-------- Extracted entries --------
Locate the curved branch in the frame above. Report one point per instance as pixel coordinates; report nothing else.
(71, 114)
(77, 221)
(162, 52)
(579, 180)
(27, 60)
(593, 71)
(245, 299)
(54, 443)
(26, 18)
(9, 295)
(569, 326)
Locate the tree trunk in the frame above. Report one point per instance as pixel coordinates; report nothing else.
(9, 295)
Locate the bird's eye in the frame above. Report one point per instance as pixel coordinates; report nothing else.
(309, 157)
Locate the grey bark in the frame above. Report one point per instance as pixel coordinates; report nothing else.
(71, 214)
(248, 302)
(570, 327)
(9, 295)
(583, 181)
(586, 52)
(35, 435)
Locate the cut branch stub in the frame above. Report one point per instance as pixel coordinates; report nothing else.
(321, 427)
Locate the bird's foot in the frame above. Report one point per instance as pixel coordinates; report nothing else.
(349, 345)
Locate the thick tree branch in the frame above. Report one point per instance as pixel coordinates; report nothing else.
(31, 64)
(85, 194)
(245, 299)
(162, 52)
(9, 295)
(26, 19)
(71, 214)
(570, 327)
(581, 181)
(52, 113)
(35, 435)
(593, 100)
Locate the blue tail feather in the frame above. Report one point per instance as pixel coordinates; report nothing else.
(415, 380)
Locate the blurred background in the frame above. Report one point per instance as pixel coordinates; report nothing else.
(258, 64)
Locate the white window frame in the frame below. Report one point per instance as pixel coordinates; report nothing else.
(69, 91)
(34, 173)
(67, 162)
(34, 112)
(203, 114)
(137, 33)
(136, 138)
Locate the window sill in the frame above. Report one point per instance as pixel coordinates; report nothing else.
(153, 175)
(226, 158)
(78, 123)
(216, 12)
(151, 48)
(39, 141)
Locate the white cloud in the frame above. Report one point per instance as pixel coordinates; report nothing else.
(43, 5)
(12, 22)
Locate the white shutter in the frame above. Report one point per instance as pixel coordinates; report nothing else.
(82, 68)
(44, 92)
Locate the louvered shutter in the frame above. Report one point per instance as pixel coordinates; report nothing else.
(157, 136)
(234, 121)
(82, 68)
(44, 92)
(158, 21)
--------
_Work task_
Each line of the data must be written out exactly as it appears.

_Exercise output_
Locate the curved branch in the frame above. Report one point per instance as pixel coordinates; report nothing else.
(71, 114)
(77, 221)
(162, 52)
(579, 180)
(27, 60)
(593, 71)
(245, 299)
(54, 443)
(26, 18)
(9, 295)
(569, 326)
Locate the tree trunk in the frame above. Report one point per instance as pixel coordinates; report nothing else.
(9, 295)
Locate the bird's eye in the frame above. Report one point per instance as pixel coordinates; report nothing else.
(309, 157)
Locate the grey bark in the frame above. Report one point per instance as pixel coordinates; report nothing else.
(71, 214)
(248, 302)
(570, 327)
(9, 295)
(583, 181)
(586, 52)
(35, 435)
Locate the cut branch stub in the frame above. Report one point per instance as pixel coordinates; report nothing else.
(321, 427)
Locate the bird's foot in the frame above. Report one point per instance as pixel coordinates; report nothing else.
(349, 345)
Locate the thick tree branch in the frame above. Report one point per instance as pixel coordinates; report nothing else.
(31, 64)
(85, 194)
(245, 299)
(162, 52)
(9, 295)
(26, 19)
(71, 214)
(570, 327)
(581, 181)
(52, 113)
(35, 435)
(593, 100)
Locate the blue tail feather in the frame above. Report one point per instance as pixel coordinates; report nothing else.
(415, 380)
Locate the blurred background in the frame above. Report one point per instance as pixel coordinates; report nothing else.
(258, 64)
Locate the white window frame in the frame below. Report one point per instance as pixel coordinates; report nothing else.
(69, 91)
(34, 173)
(67, 162)
(34, 112)
(203, 114)
(137, 33)
(136, 138)
Locate the window sill in the frame above. Report one point per instance as pixel coordinates; report nothing else.
(153, 175)
(226, 158)
(78, 123)
(216, 12)
(151, 48)
(39, 141)
Locate the white cloud in the frame above. Report one point per instance as pixel coordinates; report nothing else.
(43, 5)
(12, 22)
Locate the white shutter in the frame above. Report one point per instance as pixel coordinates; report nothing else.
(82, 68)
(44, 92)
Locate the louvered shutter in the frame above. Report one point per instance as pixel coordinates; report nothing else.
(157, 136)
(234, 121)
(82, 68)
(44, 92)
(158, 21)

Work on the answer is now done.